» **WHAT YOU NEED TO DO**:
[1] According to the post on flux and firescale, which book does the writer recommend, and who translated it?
[2] Pick up the post on flux and firescale after its final sentence and write the next paragraph.

» **DOCUMENT SECTION**:
**********

Flux & Firescale

I’ve conducted a fair number if semi-formal experiments with
different fluxes on sterling and thought I might throw a slightly
different hat into the ring of this worthy topic.

Firstly I have to say that the Pripp’s flux mentioned and seconded
in this thread is worth the attention it gets. It’s pretty good
stuff! Others have made the point and I’ll re-iterate it: covering
the piece all over is a key step toward successfully banishing the
firescale demons.

Ok, that said, the question I had was “can we do better than
Pripp’s” assuming we’re mixing our own formulas. I’ll cut to the
chase and give a hearty recommendation for “The Theory and Practice
of Goldsmithing” by Dr. Erhard Brepohl, trans. Charles Lewton-Brain.
Starting in chapter four (p.122) and continuing in chapter eight
(p.295) Brepohl provides an invaluable examination of the chemistry
of fluxes in the melting and soldering processes. In a nutshell he
tells you how they work, when and why. You might think such a
discussion lofty and uninteresting but seeing his diagrams of oxides
forming and disappearing and then seeing the same thing happen on the
metal in front of you --finally I know what’s happening!-- can be
quite a heady experience.

**********

» **DATASET EXCERPT**:
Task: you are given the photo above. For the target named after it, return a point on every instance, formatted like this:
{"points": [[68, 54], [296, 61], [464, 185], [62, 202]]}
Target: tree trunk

**********

» **OUTPUTS**:
[1] "The Theory and Practice of Goldsmithing" by Dr. Erhard Brepohl, translated by Charles Lewton-Brain.

[2]
Ok, the “hat” I promised: after much discussion and tweaking of
formulas Brephol recommends (p.300) what he calls a “melting” flux
of 2 parts borax, 2 parts potash (potassium carbonate) and 1 part
table salt. I mix a 1:1 solution using distilled water. Brepohl
indicates this flux is also good for soldering where firescale is a
concern but I just call it BMF (Brepohl’s Melting Flux).

BMF has been a welcome discovery for me and has much eased my work
in sterling. In my experience BMF seems to sheet better over the
warmed surface of the workpiece than most of the other fluxes. There
is very little puffing or popping while it’s being heated to
soldering temperature. It also seems to last much longer under the
torch. (If you’ve got a good torch this latter point may not be
relevant to you but since I don’t it has been quite important to me.)
BMF also seems to both protect the surface of the workpiece
throughout the soldering process and clean off any other oxides
present. It leaves surprisingly little residue after soldering and
thus cleans off much quicker than most of the alternatives: a dip in
water to quench the piece, a short bath in room temperature pickle
(20 seconds up to a minute or so), a rinse, and a dry. Now you’ve got
a very clean piece and it’s back to work.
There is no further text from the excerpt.